What to do |
Return each line of the material below that contains the word "instance".

Supplied records |
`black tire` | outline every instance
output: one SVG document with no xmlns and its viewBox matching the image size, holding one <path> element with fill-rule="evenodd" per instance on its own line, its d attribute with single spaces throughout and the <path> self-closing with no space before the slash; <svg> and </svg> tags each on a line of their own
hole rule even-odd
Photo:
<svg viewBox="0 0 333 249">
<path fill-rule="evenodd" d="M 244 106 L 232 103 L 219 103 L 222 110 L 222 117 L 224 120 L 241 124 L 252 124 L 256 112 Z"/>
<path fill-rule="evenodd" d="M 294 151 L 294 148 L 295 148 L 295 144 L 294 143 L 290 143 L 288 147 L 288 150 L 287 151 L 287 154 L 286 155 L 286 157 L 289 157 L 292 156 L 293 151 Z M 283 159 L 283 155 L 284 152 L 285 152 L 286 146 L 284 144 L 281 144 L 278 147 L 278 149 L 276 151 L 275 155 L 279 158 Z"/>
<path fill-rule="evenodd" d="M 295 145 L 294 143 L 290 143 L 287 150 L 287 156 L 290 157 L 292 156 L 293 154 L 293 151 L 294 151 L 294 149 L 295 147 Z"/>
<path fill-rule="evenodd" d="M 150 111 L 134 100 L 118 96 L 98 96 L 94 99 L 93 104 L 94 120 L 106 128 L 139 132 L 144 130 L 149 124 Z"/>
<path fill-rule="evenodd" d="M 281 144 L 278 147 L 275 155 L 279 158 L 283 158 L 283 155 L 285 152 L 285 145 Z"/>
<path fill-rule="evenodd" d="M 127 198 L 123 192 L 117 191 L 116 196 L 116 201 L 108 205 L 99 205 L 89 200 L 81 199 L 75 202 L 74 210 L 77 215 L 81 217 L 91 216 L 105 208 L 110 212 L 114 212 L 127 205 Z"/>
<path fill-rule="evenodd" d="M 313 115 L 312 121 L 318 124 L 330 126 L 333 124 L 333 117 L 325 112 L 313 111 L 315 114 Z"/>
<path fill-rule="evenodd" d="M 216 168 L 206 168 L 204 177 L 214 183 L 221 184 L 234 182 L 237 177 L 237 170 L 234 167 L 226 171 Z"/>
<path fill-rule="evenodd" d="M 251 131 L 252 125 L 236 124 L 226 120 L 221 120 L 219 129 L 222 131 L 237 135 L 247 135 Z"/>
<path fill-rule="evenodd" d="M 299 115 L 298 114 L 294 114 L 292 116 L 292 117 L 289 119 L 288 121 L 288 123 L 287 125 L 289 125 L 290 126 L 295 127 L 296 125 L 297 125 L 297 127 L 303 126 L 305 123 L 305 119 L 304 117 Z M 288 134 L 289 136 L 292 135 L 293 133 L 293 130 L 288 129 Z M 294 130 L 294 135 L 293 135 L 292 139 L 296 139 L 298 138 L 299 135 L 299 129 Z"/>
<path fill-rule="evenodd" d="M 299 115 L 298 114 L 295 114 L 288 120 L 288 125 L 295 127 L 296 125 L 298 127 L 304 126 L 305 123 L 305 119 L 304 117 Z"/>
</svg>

Problem solution |
`black tire` | outline every instance
output: one SVG document with no xmlns and its viewBox matching the image size, holding one <path> element with fill-rule="evenodd" per instance on its own line, its d attribute with single spaces throughout and the <path> self-closing with no space before the slash; <svg> and </svg> tags each on a line of their own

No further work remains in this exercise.